• **Entries on locating named things**:
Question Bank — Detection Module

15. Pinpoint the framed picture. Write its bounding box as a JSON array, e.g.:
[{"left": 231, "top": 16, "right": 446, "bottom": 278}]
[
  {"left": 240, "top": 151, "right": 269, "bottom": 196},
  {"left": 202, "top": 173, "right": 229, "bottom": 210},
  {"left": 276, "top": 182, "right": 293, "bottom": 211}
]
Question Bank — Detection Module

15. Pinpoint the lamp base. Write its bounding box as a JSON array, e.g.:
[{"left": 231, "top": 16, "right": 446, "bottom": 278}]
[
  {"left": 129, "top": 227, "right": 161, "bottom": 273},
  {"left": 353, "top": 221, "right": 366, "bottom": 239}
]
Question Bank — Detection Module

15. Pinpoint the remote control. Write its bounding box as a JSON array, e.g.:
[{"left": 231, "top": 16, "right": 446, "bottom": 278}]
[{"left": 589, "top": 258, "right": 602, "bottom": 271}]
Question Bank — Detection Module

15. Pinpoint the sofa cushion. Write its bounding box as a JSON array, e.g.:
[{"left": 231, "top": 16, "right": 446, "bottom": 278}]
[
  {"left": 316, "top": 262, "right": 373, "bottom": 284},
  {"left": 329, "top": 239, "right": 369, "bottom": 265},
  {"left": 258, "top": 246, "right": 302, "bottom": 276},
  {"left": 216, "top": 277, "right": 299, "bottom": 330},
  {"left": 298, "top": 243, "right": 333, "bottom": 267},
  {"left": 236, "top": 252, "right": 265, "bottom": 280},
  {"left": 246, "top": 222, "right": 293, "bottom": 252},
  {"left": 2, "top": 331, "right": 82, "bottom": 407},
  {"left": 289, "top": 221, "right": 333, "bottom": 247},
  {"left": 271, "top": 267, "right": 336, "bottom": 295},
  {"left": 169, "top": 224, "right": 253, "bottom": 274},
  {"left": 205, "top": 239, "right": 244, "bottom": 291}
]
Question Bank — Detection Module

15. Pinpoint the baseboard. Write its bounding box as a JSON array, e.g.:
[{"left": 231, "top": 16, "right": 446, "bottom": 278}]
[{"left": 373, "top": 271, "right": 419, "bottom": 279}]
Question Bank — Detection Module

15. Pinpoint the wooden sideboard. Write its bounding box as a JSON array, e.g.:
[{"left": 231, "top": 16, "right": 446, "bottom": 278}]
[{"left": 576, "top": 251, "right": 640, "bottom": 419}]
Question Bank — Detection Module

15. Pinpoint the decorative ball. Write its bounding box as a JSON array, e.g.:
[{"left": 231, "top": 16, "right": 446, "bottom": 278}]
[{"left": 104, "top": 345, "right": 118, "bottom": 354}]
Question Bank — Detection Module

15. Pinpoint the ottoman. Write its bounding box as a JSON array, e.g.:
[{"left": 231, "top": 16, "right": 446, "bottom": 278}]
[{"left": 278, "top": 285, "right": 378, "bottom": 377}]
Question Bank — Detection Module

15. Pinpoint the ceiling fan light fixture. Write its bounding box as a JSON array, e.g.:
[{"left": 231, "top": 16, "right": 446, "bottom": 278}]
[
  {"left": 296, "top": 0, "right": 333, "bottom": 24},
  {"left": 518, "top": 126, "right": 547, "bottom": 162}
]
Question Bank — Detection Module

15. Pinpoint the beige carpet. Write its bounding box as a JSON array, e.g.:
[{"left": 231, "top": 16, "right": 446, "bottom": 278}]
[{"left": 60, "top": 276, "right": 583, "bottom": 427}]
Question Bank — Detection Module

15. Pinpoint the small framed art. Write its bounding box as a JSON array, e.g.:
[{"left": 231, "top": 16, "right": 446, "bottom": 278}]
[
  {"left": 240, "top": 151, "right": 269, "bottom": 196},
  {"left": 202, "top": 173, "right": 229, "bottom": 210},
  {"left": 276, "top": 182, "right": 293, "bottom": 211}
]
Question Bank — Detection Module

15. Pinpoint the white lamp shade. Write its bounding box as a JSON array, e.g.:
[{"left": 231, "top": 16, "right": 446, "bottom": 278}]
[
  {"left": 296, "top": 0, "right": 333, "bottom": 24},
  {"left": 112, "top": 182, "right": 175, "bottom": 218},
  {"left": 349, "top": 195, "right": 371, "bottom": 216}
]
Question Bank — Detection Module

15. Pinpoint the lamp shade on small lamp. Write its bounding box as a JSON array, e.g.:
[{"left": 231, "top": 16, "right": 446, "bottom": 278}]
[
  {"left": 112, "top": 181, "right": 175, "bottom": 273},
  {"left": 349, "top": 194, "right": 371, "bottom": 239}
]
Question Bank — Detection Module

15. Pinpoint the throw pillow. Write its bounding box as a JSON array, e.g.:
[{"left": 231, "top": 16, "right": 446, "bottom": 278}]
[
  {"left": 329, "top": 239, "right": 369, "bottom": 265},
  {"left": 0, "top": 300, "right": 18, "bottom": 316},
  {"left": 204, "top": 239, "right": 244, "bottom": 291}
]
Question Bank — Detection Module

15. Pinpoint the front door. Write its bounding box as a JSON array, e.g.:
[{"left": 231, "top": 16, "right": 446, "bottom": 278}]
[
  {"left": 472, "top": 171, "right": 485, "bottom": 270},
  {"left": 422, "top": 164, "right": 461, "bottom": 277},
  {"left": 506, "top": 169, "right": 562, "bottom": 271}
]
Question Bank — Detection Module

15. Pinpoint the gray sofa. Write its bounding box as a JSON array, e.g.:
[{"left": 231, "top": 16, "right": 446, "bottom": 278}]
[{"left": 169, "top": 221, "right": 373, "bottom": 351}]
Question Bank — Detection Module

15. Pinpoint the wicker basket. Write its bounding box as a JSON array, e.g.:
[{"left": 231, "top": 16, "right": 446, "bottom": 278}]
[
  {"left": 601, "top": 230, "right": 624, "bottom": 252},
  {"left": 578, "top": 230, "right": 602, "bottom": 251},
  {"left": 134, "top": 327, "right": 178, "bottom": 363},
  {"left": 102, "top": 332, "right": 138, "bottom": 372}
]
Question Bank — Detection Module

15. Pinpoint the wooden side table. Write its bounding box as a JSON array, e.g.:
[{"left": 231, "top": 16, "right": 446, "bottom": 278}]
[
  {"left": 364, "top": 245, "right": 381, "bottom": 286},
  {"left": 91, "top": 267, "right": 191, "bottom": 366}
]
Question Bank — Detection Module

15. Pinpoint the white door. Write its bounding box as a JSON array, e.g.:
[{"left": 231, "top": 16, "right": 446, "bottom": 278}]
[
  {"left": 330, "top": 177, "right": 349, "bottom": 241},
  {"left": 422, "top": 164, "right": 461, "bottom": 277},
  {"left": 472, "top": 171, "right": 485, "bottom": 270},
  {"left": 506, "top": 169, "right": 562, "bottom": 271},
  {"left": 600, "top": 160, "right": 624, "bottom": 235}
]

• **Set exercise**: Show every line of the entries above that contains the word "white", matching case exactly.

• **Exercise result**:
15. Pinpoint the white lamp shade. Write its bounding box as a JSON array, e.g.:
15. Pinpoint the white door. Write its bounding box as a JSON array, e.g.:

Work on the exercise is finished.